# 작업 지시
데이터에서 "Please trace the outline of every instance of the cow" 문구가 들어 있는 줄에서 시작해 "POLYGON ((280 410, 319" 문구가 들어 있는 줄에서 끝나는 부분을 양 끝 줄까지 포함해 한 글자도 바꾸지 말고 다시 적으세요.
---*---
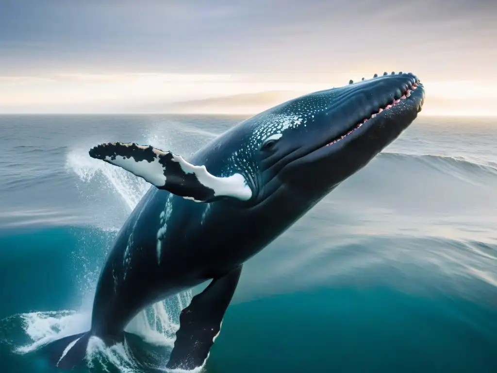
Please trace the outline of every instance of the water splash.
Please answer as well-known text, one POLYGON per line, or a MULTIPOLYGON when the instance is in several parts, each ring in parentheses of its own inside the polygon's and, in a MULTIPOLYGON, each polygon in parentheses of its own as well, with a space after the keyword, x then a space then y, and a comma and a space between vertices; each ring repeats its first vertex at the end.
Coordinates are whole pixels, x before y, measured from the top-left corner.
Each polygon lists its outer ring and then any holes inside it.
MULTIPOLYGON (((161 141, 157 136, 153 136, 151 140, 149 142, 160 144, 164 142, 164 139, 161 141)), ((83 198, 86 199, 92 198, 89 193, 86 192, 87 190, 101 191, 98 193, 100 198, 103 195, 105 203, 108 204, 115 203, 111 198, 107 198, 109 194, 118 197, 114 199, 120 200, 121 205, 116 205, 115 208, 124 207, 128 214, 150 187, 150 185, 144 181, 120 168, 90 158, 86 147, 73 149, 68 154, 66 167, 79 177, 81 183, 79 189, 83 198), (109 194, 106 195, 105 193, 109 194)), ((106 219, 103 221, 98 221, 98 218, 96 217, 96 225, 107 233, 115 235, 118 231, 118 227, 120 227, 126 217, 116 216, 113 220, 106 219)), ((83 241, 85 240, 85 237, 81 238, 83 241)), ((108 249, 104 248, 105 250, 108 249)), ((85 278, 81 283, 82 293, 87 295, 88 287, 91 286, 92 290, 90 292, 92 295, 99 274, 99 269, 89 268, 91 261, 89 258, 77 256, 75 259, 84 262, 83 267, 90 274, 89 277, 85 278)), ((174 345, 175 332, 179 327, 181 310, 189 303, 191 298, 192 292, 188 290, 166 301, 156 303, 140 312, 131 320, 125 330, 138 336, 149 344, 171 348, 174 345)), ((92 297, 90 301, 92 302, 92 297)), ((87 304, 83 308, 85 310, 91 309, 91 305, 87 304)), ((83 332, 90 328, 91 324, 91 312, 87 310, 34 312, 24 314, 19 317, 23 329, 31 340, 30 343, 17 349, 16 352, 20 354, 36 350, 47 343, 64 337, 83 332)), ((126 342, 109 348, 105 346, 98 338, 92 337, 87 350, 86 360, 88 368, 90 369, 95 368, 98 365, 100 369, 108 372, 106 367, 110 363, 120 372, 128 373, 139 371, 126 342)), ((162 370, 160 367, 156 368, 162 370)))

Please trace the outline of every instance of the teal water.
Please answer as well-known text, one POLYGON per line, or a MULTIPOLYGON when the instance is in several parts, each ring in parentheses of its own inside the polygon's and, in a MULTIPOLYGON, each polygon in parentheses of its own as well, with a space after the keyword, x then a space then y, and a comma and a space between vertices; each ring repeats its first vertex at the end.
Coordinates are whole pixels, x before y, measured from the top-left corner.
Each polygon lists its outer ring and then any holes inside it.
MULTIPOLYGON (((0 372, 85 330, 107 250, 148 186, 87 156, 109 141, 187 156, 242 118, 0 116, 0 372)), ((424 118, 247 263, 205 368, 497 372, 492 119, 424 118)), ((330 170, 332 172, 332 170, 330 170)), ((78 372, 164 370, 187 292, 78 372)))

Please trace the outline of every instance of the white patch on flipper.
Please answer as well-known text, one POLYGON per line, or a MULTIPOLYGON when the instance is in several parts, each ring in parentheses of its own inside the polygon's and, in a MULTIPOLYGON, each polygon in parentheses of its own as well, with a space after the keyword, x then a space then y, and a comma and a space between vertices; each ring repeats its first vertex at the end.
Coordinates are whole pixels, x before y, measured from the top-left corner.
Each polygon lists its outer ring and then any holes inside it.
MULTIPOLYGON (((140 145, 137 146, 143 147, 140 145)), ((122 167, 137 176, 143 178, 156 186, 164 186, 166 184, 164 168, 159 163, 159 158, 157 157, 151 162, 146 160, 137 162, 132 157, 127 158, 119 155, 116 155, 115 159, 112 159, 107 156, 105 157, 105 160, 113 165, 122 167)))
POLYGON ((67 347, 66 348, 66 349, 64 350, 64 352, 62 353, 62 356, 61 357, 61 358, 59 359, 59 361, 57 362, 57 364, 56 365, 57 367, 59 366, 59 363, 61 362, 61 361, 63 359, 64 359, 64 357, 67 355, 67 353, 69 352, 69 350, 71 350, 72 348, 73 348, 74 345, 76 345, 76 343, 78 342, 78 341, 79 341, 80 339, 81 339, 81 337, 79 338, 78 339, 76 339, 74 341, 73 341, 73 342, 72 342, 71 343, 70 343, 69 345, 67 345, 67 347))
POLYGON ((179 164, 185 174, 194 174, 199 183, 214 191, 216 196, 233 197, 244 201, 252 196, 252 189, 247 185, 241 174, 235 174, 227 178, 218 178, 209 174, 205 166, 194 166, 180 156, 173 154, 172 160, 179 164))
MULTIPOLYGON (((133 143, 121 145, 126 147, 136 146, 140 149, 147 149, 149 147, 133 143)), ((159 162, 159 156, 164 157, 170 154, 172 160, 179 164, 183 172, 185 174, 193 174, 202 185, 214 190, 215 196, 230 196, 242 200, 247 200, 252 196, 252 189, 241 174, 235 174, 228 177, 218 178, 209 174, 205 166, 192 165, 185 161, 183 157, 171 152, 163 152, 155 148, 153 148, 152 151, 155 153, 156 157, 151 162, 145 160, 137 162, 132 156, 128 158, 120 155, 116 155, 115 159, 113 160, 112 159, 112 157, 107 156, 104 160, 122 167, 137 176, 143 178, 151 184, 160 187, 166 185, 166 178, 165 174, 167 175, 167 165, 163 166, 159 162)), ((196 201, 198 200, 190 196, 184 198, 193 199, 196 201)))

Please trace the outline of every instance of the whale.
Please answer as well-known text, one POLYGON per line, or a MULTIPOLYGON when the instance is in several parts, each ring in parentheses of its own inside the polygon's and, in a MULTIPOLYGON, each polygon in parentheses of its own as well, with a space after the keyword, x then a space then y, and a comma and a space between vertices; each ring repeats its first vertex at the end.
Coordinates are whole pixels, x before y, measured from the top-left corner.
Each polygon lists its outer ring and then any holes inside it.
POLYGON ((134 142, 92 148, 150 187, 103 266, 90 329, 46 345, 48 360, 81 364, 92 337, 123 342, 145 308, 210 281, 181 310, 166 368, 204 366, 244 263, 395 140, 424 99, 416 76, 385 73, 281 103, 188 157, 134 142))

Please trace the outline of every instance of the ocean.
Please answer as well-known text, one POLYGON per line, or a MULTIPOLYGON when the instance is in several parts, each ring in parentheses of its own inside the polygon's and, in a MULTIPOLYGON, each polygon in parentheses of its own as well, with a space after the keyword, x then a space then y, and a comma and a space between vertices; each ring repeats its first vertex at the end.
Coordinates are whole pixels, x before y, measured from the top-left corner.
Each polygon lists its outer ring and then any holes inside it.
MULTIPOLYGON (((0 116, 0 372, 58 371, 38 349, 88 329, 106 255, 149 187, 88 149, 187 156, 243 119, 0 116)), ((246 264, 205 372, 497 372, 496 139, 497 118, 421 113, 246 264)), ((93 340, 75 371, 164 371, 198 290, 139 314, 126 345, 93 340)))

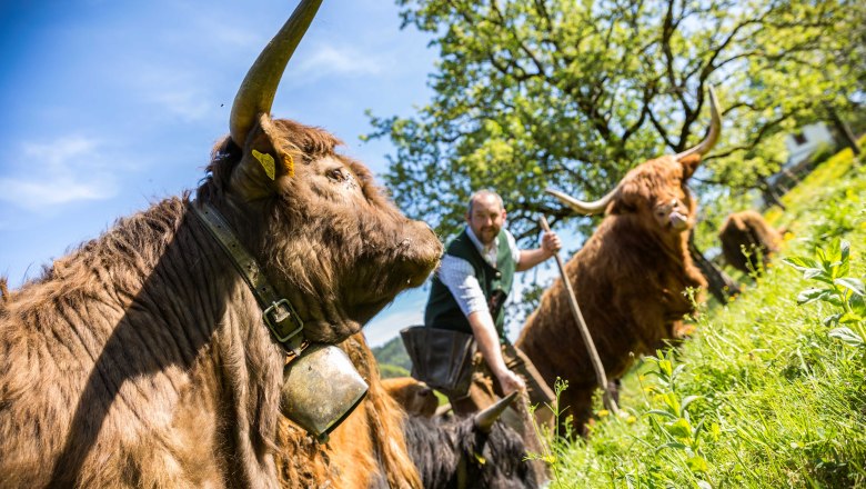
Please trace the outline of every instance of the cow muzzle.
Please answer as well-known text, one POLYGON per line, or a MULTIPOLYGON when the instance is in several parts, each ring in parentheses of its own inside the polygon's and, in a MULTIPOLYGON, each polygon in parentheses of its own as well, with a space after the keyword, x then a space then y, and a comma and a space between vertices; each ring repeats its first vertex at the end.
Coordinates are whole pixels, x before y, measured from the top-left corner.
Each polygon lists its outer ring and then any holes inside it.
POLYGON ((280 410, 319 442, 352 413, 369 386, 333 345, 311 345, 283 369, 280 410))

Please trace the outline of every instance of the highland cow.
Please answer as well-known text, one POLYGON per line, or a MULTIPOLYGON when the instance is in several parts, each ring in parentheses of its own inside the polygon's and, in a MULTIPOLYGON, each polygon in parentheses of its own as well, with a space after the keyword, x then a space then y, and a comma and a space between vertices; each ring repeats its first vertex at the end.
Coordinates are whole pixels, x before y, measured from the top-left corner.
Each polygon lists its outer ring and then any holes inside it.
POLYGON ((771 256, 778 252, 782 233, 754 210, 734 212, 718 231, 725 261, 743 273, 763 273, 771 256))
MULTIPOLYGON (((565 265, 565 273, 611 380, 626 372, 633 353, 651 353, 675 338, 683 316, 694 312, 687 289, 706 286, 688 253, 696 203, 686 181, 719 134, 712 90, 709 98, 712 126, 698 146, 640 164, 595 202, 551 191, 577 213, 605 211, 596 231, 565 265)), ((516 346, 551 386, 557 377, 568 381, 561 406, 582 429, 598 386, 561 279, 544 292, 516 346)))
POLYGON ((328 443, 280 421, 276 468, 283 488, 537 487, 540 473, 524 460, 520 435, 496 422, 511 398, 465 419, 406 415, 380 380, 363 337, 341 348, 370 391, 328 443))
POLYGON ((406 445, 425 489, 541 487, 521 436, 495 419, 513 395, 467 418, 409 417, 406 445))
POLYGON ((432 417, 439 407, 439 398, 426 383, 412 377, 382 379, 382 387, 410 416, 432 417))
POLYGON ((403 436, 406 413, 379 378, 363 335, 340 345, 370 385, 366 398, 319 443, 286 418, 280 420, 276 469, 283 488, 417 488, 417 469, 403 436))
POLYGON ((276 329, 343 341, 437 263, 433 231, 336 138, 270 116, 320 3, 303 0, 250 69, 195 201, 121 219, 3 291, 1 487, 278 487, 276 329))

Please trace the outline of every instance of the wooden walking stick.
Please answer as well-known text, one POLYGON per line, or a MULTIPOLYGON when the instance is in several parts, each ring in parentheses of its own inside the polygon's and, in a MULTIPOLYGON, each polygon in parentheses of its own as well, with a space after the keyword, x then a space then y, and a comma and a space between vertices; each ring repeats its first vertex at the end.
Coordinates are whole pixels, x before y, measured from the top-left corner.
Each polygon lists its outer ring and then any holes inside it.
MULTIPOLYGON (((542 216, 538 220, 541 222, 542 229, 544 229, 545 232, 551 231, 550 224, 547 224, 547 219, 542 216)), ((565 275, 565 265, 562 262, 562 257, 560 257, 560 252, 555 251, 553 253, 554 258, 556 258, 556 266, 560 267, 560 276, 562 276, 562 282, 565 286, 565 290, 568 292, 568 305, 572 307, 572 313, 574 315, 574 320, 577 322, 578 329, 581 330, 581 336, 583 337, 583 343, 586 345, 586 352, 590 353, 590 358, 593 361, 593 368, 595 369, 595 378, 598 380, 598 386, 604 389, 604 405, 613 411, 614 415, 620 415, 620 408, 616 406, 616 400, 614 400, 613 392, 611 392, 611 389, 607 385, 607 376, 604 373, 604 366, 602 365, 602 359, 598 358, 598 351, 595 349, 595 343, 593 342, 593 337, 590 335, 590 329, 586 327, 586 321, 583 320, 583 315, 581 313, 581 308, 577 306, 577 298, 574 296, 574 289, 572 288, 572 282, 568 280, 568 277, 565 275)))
---*---
# 정답
Please trace the outline of every instance of the cow muzzle.
Please answer as well-known text, one POLYGON per line, or a MULTIPOLYGON when the instance is in several parts, each ring in parentheses of its own inside the polygon's and, in a MULTIPOLYGON, each polygon in parentheses of its own as well, with a space after the keyword, x then a space then y, and a comma and a space between vertices; each ring repeats its first vertex at the end.
Coordinates are whole pixels, x before y, measured from the top-left corner.
Each polygon lists its outer ring and then any holes inside it.
POLYGON ((280 410, 319 442, 352 413, 369 386, 333 345, 311 345, 283 369, 280 410))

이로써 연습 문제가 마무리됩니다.